DOCUMENT EXTRACT:
···

The user said on YouTube that there has been speculation that the footage he shot was edited.
"I'm not a video guy, but if it's possible to prove whether a video has been altered or not, I will GLADLY provide the raw footage to anyone who is willing to do so," he said.
State election officials said they found a problem with a voting machine -- probably the same one, said Matthew Keeler, a spokesman for the Pennsylvania Department of State -- and recalibrated it.
On Facebook, more than 2 million people were talking about Obama and more than 950,000 were talking about Romney. The social media giant said 8.3 million people on Facebook said they voted.
And there isn't a major media event without a series of Web-related mishaps or inaccurate information that spreads on social sites.

···

RECORD SET:

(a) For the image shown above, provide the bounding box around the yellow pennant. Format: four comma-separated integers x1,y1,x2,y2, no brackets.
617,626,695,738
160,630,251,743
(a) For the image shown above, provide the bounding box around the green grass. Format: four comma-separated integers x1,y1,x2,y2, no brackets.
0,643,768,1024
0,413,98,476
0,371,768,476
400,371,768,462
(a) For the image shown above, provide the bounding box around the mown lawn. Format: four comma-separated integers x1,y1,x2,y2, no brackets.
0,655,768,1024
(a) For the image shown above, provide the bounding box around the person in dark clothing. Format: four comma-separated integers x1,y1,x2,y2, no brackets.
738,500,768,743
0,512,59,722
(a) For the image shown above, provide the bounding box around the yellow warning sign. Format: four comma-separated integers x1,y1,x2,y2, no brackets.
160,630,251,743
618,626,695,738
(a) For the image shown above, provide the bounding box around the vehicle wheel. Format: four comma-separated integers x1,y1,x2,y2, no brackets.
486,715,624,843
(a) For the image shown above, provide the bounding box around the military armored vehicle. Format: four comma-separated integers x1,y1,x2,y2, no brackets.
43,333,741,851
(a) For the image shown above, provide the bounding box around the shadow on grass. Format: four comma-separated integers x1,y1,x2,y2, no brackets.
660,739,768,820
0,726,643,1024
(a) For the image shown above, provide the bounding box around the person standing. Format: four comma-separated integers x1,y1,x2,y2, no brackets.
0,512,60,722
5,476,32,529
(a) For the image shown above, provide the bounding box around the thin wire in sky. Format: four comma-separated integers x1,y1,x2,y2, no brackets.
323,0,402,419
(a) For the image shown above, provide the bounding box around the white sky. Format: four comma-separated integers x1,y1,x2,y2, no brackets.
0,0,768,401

···

EXERCISES:
A. Can you extract, word for word, the part of the election news excerpt starting with "State election officials" and going on through "on social sites."?
B. Could you continue the news excerpt about Election Day voting and social media from the point where it stops?

RESULTS FOR EACH TASK:
A.
State election officials said they found a problem with a voting machine -- probably the same one, said Matthew Keeler, a spokesman for the Pennsylvania Department of State -- and recalibrated it.
On Facebook, more than 2 million people were talking about Obama and more than 950,000 were talking about Romney. The social media giant said 8.3 million people on Facebook said they voted.
And there isn't a major media event without a series of Web-related mishaps or inaccurate information that spreads on social sites.

B.
The Cincinnati Enquirer on its website, Cincinnati.com, posted a front-page link to a chart with dummy data, created as a design template for election results, that showed Romney in the lead. The link was tweeted by the Drudge Report, which wrote, "Early count in Ohio gives Romney 92,000 vote lead." It was retweeted more than 1,390 times.
The paper, owned by USA TODAY parent company Gannett, pulled the page, saying, "No votes have been counted yet -- by law, counting doesn't start until the polls close. Cincinnati.com regrets the error."
The Associated Press called Michigan for Romney and quickly corrected to say Obama won the state before the error hit social media, but not before The Wall Street Journal sent out an e-mail alert to its subscribers.